**REQUIREMENTS:**
[1] In the passage on Rosh Chodesh, substitute "humanity" for "humankind" and reproduce the portion starting at "Why is it so" and ending at "over to us.".
[2] Answer these questions using the passage on Rosh Chodesh:
(a) What does the Hebrew word "rosh" literally mean?
(b) Who outlawed the declaration of Rosh Chodesh during the Chanukah story?
(c) Why was the celebration of Rosh Chodesh gifted to women?
[3] Write the next part of the passage on Rosh Chodesh, picking up after its final sentence.

**EXCERPTED PASSAGE:**
____

Judaism is very into renewal. We have yearly renewal – Rosh Hashanah and Yom Kippur, and we restart our year with blessings of “Shana Tova” – happy new year! We have weekly renewal – known as Shabbat, and we restart our week with blessings of “Shavua Tov” – have a good week! We even have daily renewal: God orchestrated the universe that all living beings must rest, refresh their batteries, wake up and start a new day.
But what many don’t know is that we also have a monthly renewal. That is the semi-holiday called Rosh Chodesh.
The word “rosh” in Hebrew literally means the “head.” We know this term from Rosh Hashanah – the head, or start, of the new year. Rosh Chodesh, then, means the head or start of the new month. But even the word “Chodesh” is telling: while literally, it means “month,” it is also the same word for “chadash,” which means “new.”
See, commemorating the new month is actually a Biblical mitzvah, in fact, the first mitzvah the Jews are given upon their exodus from Egypt. Specifically, we are commanded to “sanctify” the new moon.
Noticing when the moon renews itself in the sky, in Temple times (now we have a pre-set calendar) and declaring the new Jewish month was a very important function of Jewish living. If you didn’t know when the month started, you couldn’t celebrate any of the holidays. The ancient Syrian-Greeks knew this, during the Chanukah story, and actually outlawed the declaration of Rosh Chodesh. Which is ironic, because we triumph every Chanukah, which always includes Rosh Chodesh.
Why is it so important? Why couldn’t God pre-designate when the months would start and end?
It is an axiomatic theme of Judaism that God wants us to partner in His world. Indeed, when God created humankind, He said: “let us make man.” Who is “us”? Us is God, in partnership with man. God wants us to be His holy partners in feeding the sick, clothing the naked, fixing the world… and in sanctifying time. God gave that privilege, that honor, over to us.
Because “sanctifying time” doesn’t just mean figuring out when the Passover seder is going to be this year, or how Chanukah coordinates with winter break. No, sanctifying time is far more powerful than that. Sanctifying time means understanding that the time we have in this world is given to us on trust. That it’s not really ours. That it’s borrowed time, and that we must fill it with purpose and meaning. God can’t do that for us. It’s our job, our privilege.
The celebration of Rosh Chodesh, which was uniquely gifted to women, as a reward for not participating in the Golden Calf, is a reminder that our time is holy. Women are specifically tied to the monthly cycles of the moon and experience the passing seasons of time as men don’t. We are more sensitive to the waxing and waning of life, of emotions, of seasons.
We can make Rosh Chodesh special in our lives by designating these monthly pauses, perhaps organizing gatherings, or study sessions, or monthly mitzvah opportunities. And by so doing, we will give ourselves the gift of renewing and refreshing our lives on a monthly basis, with blessings of “Chodesh Tov!” – may it be a good month!

____

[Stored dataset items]
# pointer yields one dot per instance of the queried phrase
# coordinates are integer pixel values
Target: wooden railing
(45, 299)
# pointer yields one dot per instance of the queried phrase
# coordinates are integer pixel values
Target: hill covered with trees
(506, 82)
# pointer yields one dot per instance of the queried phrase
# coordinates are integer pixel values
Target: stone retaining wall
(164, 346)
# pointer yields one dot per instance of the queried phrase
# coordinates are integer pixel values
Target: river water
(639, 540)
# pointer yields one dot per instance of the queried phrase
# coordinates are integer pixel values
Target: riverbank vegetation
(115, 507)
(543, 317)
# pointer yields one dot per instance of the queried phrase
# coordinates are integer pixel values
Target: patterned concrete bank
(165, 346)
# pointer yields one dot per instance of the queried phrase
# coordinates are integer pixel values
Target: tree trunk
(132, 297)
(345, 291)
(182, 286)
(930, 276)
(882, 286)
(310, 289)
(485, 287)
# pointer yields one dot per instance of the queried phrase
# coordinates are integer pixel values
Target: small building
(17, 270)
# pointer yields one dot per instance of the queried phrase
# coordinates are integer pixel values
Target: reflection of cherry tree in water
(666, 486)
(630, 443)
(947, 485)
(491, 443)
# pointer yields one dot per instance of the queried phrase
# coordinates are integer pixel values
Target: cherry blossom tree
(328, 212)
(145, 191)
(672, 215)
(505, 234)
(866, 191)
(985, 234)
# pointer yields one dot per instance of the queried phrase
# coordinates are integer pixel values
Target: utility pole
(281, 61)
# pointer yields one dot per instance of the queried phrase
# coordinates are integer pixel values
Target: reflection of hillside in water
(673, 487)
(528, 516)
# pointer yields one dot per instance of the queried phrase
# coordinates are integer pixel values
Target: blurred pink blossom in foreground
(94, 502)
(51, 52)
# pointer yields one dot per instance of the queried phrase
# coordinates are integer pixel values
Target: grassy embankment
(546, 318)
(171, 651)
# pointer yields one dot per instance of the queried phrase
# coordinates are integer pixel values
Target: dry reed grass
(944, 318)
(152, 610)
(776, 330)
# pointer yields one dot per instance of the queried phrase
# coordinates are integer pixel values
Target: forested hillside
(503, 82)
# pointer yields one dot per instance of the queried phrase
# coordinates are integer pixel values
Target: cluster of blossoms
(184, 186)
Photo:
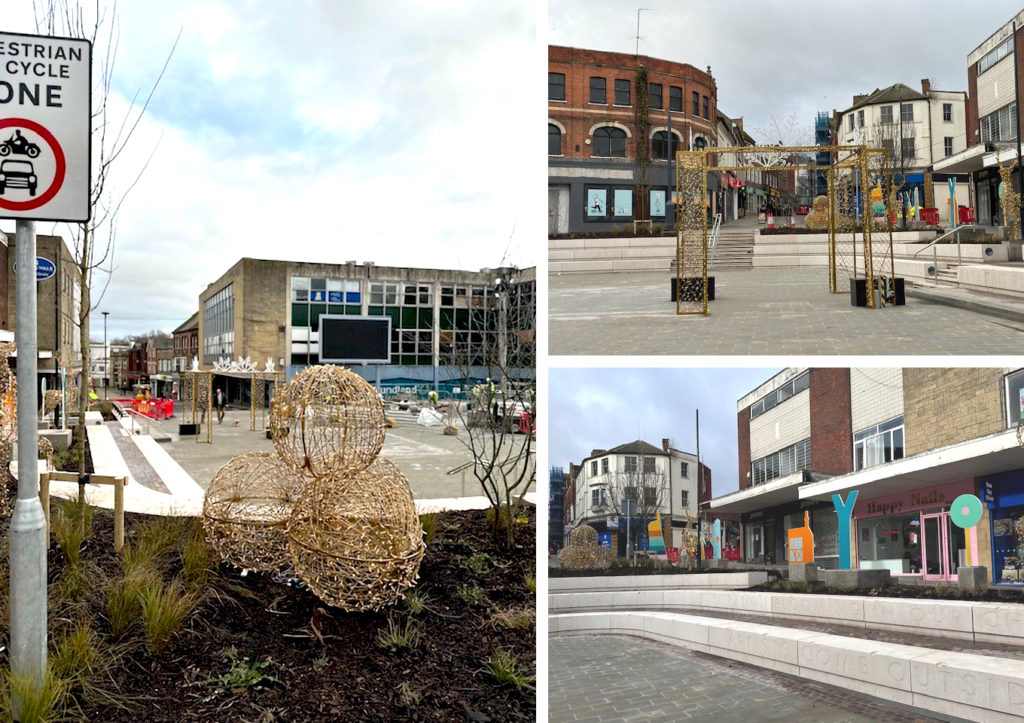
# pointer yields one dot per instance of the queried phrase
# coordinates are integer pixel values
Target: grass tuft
(34, 704)
(165, 607)
(124, 596)
(77, 655)
(416, 601)
(472, 594)
(505, 668)
(396, 636)
(71, 522)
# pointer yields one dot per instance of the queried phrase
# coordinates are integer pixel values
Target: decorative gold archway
(849, 179)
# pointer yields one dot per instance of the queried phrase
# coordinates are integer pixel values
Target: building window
(218, 327)
(777, 396)
(999, 125)
(995, 54)
(782, 463)
(675, 98)
(659, 147)
(554, 140)
(622, 92)
(1015, 398)
(654, 95)
(609, 142)
(878, 444)
(556, 86)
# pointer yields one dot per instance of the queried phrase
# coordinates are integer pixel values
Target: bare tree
(645, 486)
(497, 353)
(93, 242)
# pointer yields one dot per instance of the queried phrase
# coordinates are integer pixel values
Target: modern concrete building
(908, 441)
(919, 129)
(658, 479)
(993, 72)
(443, 323)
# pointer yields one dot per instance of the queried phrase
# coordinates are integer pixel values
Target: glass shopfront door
(943, 547)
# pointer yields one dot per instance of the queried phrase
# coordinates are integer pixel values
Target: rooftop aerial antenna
(638, 38)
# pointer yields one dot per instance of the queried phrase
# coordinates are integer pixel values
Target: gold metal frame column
(866, 220)
(691, 232)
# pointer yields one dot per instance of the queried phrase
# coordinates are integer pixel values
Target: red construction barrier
(155, 409)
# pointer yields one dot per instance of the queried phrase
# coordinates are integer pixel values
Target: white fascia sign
(45, 138)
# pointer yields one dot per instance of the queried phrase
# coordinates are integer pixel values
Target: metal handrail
(935, 251)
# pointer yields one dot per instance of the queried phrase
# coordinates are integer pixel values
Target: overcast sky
(797, 56)
(598, 409)
(320, 131)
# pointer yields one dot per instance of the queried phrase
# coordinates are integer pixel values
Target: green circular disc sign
(966, 511)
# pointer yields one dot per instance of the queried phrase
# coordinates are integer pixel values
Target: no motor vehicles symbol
(24, 165)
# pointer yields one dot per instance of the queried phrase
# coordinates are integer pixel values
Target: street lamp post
(107, 357)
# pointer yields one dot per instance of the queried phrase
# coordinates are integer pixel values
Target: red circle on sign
(57, 175)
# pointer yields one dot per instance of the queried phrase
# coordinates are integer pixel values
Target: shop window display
(1008, 545)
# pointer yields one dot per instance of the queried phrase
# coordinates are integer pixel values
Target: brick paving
(598, 679)
(759, 311)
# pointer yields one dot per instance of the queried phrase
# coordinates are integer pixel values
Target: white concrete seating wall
(654, 582)
(971, 686)
(981, 622)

____

**ANSWERS TO EACH TASK:**
[1]
Why is it so important? Why couldn’t God pre-designate when the months would start and end?
It is an axiomatic theme of Judaism that God wants us to partner in His world. Indeed, when God created humanity, He said: “let us make man.” Who is “us”? Us is God, in partnership with man. God wants us to be His holy partners in feeding the sick, clothing the naked, fixing the world… and in sanctifying time. God gave that privilege, that honor, over to us.

[2]
(a) The "head."
(b) The ancient Syrian-Greeks.
(c) As a reward for not participating in the Golden Calf.

[3]
This holiday’s recipe is brought to you by Momentum sister Paula Shoyer. Known as “the kosher baker”, Paula is the author or four kosher cookbooks. This recipe was included in her latest cookbook, The Healthy Jewish Kitchen, which incorporates many recipes that Paula enjoyed growing up — made healthier and easier. Paula says that this tart is especially perfect for people who are afraid of fancy pies. Credit: Reprinted with permission from The Healthy Jewish Kitchen © 2017 by Paula Shoyer, Sterling Epicure.
Fruit Galette with a Chocolate Crust
Parve Serves 8
This galette is a new version of my easiest fruit tart. You do not even need a tart pan or pie plate. You can use any fruit you like, but it tastes best with summer fruits and it looks best if you combine raspberries and plums with peaches or apricots to contrast with the dark color of the chocolate crust.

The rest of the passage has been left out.